* [GIVEN TASK]:
In the rows below, swap every "pin" for "marker" and leave the rest of the text unchanged.
-- start of DATASET --
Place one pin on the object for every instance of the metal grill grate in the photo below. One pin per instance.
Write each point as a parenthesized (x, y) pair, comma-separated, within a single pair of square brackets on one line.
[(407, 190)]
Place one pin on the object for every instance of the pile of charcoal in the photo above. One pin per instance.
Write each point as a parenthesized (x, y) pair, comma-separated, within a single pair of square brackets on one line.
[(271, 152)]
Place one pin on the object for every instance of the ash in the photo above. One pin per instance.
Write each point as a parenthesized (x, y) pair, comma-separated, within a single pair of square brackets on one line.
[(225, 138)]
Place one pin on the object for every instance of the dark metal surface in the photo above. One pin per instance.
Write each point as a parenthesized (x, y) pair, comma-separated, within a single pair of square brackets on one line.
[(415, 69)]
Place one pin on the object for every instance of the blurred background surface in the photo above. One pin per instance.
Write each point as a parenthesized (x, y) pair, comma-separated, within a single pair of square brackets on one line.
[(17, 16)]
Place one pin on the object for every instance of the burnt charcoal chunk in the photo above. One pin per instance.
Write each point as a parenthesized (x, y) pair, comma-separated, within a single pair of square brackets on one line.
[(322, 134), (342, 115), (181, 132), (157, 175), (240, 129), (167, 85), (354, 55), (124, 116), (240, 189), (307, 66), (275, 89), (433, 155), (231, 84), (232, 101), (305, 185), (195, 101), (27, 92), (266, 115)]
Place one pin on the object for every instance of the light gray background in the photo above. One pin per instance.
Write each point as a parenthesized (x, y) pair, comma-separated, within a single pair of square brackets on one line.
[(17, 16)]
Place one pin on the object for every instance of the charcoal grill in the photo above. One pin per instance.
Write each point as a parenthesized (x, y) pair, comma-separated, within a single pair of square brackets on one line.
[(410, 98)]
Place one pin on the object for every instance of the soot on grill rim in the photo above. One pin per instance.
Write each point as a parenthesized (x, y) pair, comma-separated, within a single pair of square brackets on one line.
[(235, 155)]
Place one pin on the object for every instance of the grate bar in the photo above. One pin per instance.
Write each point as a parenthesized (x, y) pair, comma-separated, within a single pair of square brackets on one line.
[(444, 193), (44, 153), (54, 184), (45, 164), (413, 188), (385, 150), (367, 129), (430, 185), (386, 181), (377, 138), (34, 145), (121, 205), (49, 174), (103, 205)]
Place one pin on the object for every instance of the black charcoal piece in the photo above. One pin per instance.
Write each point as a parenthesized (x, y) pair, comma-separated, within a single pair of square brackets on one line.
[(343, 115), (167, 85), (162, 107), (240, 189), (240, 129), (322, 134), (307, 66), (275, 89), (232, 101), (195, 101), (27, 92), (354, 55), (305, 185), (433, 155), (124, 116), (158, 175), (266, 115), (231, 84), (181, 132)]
-- end of DATASET --
* [ANSWER IN FULL]:
Place one marker on the object for every instance of the metal grill grate in the photo below. One marker per instance.
Write each point as a parenthesized (x, y) pair, comma-separated, within a single pair of square brackets on one line.
[(407, 190)]
Place one marker on the object for every instance of the pile of charcoal in the photo above. One marker per instance.
Write each point as a parenthesized (x, y) pair, comma-separated, within a single pair of square brackets on one line.
[(271, 152)]
Place one marker on the object for every instance of the ash in the photo above. One marker per instance.
Write each point as a parenthesized (x, y) pair, comma-separated, within a single pair of square brackets on one line.
[(225, 138)]
Place one marker on the object for every instance of the dark metal surface in the photo above. One marker per instance.
Write each point as a parenthesized (x, y) pair, comma-separated, within a single pair of square brackets on one line.
[(415, 69)]
Place one marker on the object for every instance of the blurred background surface in the photo above. One marker per instance.
Write each point as a parenthesized (x, y) pair, comma-separated, within a single pair of square brackets on one line.
[(17, 16)]
Place one marker on the object for every instance of the burnt charcoal chunk in the photo above. One marker per instance.
Write each point as a parenthesized (x, y) pair, comma-separated, within a single pair of square brackets on one line.
[(322, 134), (342, 115), (181, 132), (157, 175), (240, 129), (167, 85), (354, 55), (124, 116), (240, 189), (307, 66), (275, 89), (433, 155), (231, 84), (232, 101), (305, 185), (195, 101), (27, 92), (266, 115)]
Place one marker on the object for every instance of the light gray background in the photo above. One marker per instance.
Write each point as a parenthesized (x, y) pair, comma-separated, within a single pair of square brackets on one line.
[(17, 16)]
Place one marker on the object for every instance of the charcoal grill in the photo above. One marker per instance.
Write each point as a parenthesized (x, y) pair, comma-separated, within a single pair of square brackets on one line.
[(410, 98)]
Place one marker on the object for every instance of the soot on grill rim in the photo above. One marker per instance.
Write each point as a parenthesized (x, y) pair, comma-separated, within a single pair of square brackets on one line.
[(235, 155)]
Place one marker on the object for every instance of the grate bar in the photo above. One marker per instance.
Write each point as a parenthesized (x, y) pair, comma-separated, within a single pair of square brackets on one line.
[(444, 193), (44, 153), (54, 184), (45, 164), (413, 188), (385, 150), (367, 129), (430, 185), (386, 181), (377, 138), (34, 145), (121, 205), (49, 174), (103, 205)]
Place one marker on the object for every instance of the black charcoal piece in the photo above. One marker per instance.
Write each point as a parenthesized (x, y) pair, comma-separated, within a single pair of square brackets on one line.
[(343, 115), (167, 85), (162, 107), (240, 189), (240, 129), (322, 134), (307, 66), (275, 89), (232, 101), (195, 101), (27, 92), (354, 55), (305, 185), (433, 155), (124, 116), (158, 175), (266, 115), (231, 84), (181, 132)]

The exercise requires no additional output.